--- RECORDED INFORMATION ---

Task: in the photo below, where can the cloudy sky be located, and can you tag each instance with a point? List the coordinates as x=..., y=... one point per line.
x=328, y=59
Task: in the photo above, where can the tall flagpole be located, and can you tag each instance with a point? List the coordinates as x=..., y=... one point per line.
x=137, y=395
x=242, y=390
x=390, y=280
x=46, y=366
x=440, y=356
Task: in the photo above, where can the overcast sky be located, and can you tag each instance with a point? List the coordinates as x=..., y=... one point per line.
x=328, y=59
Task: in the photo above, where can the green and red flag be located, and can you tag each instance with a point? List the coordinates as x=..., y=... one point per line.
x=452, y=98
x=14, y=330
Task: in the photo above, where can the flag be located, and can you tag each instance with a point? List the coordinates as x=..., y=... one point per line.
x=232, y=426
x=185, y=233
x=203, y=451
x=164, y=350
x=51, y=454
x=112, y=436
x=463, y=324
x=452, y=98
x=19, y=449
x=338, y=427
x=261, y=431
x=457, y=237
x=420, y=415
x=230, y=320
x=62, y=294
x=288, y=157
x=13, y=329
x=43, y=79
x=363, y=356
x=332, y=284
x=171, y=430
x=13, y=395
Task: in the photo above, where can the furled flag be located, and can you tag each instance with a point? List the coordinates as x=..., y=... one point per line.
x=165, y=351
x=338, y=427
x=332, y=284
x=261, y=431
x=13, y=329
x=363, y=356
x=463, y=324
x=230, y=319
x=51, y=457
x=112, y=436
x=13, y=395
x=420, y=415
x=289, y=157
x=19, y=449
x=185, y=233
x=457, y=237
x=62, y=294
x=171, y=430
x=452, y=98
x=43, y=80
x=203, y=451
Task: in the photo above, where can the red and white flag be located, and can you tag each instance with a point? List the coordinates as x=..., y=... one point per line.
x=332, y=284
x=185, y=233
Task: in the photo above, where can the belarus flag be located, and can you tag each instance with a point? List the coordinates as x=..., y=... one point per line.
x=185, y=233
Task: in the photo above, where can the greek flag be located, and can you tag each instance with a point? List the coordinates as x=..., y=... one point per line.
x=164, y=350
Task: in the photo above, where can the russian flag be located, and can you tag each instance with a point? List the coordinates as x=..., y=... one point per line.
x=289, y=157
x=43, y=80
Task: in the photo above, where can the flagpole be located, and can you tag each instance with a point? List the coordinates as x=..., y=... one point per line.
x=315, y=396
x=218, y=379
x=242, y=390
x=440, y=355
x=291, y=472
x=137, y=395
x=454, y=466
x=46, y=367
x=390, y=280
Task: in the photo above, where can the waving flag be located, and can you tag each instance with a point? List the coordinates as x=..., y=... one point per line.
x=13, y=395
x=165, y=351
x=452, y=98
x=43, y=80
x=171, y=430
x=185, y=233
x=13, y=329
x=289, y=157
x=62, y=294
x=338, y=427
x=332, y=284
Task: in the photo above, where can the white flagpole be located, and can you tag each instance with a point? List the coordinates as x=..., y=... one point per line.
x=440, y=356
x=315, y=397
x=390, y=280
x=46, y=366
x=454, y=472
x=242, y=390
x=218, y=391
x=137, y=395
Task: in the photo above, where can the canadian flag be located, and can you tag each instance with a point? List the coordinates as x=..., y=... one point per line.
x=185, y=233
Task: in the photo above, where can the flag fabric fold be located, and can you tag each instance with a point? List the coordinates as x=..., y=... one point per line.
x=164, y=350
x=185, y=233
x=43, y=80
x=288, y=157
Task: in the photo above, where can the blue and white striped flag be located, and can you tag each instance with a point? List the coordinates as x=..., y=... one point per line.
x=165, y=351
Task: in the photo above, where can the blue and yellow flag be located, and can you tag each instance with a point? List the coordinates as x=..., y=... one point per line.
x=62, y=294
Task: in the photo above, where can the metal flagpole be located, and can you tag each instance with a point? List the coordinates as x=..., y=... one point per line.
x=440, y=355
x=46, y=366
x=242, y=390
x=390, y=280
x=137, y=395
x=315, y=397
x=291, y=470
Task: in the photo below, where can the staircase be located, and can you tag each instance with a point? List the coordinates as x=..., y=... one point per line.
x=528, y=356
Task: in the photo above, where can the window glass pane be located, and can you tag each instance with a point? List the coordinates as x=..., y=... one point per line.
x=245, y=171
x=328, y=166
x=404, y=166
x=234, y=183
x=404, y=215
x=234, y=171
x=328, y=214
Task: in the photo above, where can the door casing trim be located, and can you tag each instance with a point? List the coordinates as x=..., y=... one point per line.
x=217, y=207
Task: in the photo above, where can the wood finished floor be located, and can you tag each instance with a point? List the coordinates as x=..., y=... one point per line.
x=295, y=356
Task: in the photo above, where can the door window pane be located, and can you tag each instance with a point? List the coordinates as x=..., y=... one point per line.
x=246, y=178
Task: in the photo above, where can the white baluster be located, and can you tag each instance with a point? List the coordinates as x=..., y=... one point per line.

---

- _EXERCISE TASK_
Output the records above in their entirety, exactly.

- _TASK RESULT_
Task: in the photo below, where can the cloudy sky be located, and can you tag each instance with a point? List the coordinates as x=..., y=... one point per line.
x=328, y=59
Task: in the photo above, where can the tall flagpole be located, and can you tag each instance with a point? List the coordinates as x=..., y=... one point per line.
x=137, y=395
x=242, y=390
x=390, y=280
x=46, y=366
x=440, y=356
Task: in the photo above, where can the overcast sky be located, and can you tag each instance with a point? List the coordinates as x=..., y=... one point per line.
x=328, y=59
Task: in the photo above, where can the green and red flag be located, and can you tag each instance with a point? List the coordinates as x=..., y=... one point per line.
x=452, y=98
x=14, y=330
Task: in the photo above, where can the flag be located, and can you tag each instance with a point? List the coordinates as x=..., y=... one point per line.
x=232, y=426
x=185, y=233
x=203, y=451
x=164, y=350
x=51, y=454
x=112, y=436
x=463, y=324
x=452, y=98
x=19, y=449
x=338, y=427
x=261, y=431
x=457, y=237
x=420, y=415
x=230, y=320
x=62, y=294
x=288, y=157
x=13, y=329
x=43, y=79
x=363, y=356
x=332, y=284
x=171, y=430
x=13, y=395
Task: in the photo above, where can the furled flag be located, and can you tag each instance with a point? List the coordinates as x=..., y=... one point per line.
x=165, y=351
x=338, y=427
x=332, y=284
x=261, y=431
x=13, y=329
x=363, y=356
x=463, y=324
x=230, y=319
x=51, y=457
x=112, y=436
x=13, y=395
x=420, y=415
x=289, y=157
x=19, y=449
x=185, y=233
x=457, y=237
x=62, y=294
x=171, y=430
x=452, y=98
x=43, y=80
x=203, y=451
Task: in the photo above, where can the red and white flag be located, and can you tag each instance with a point? List the coordinates as x=..., y=... one point per line.
x=332, y=284
x=185, y=233
Task: in the photo above, where can the belarus flag be located, and can you tag each instance with a point? List the coordinates as x=..., y=... one point per line.
x=185, y=233
Task: in the photo above, where can the greek flag be located, and can you tag each instance with a point? List the coordinates as x=..., y=... one point per line.
x=164, y=350
Task: in the photo above, where can the russian flag be located, and can you tag each instance with a point? List the coordinates as x=..., y=... one point per line.
x=289, y=157
x=43, y=80
Task: in the photo above, where can the flagpole be located, and can you tag each instance with a point? List the coordinates as x=..., y=... one point per line.
x=315, y=396
x=218, y=379
x=242, y=390
x=440, y=355
x=291, y=472
x=137, y=395
x=454, y=466
x=46, y=367
x=390, y=280
Task: in the photo above, where can the waving flag be located, and can you tag each instance with a point? List the coordinates as x=..., y=... one point per line.
x=13, y=395
x=165, y=351
x=452, y=98
x=43, y=80
x=171, y=430
x=185, y=233
x=13, y=329
x=289, y=157
x=62, y=294
x=338, y=427
x=332, y=284
Task: in the photo above, where can the white flagpole be located, and can you tag each instance with a point? List the coordinates as x=..., y=... one point per line.
x=440, y=356
x=315, y=397
x=390, y=280
x=46, y=366
x=454, y=472
x=242, y=390
x=218, y=391
x=137, y=395
Task: in the photo above, where can the canadian flag be located, and can you tag each instance with a point? List the coordinates as x=..., y=... one point per line.
x=185, y=233
Task: in the photo above, where can the flag fabric fold be located, and can you tag each instance with a point? List the coordinates as x=..., y=... one point per line.
x=164, y=350
x=185, y=233
x=43, y=80
x=288, y=157
Task: in the photo above, where can the blue and white striped flag be located, and can you tag each instance with a point? List the coordinates as x=..., y=... one point per line.
x=165, y=351
Task: in the photo above, where can the blue and yellow flag be located, and can you tag each instance with a point? List the coordinates as x=..., y=... one point per line.
x=62, y=294
Task: in the photo above, where can the metal flagpole be located, and can you tag each instance with a point? List the coordinates as x=..., y=... one point per line.
x=440, y=355
x=46, y=366
x=242, y=390
x=390, y=280
x=137, y=395
x=315, y=397
x=291, y=470
Task: in the photo below, where can the staircase be located, and can you tag each instance with a point? List the coordinates as x=..., y=... one point per line.
x=528, y=356
Task: in the photo above, where can the window glass pane be located, and can you tag each instance with a point? List the coordinates as x=..., y=... one point per line.
x=245, y=171
x=328, y=166
x=404, y=166
x=234, y=183
x=404, y=215
x=234, y=171
x=328, y=214
Task: in the photo above, where can the door casing trim be located, and can you tag each instance with a point? List the coordinates as x=..., y=... one point per line.
x=217, y=207
Task: in the photo above, where can the wood finished floor be located, and can you tag each instance with a point? List the coordinates as x=..., y=... one point per line.
x=295, y=356
Task: in the photo above, where can the door window pane be located, and can you tag each instance with a point? List the coordinates as x=..., y=... one point per line.
x=246, y=178
Task: in the photo above, where can the white baluster be located, and can you tag each instance with a point? List the coordinates as x=..., y=... one point per line.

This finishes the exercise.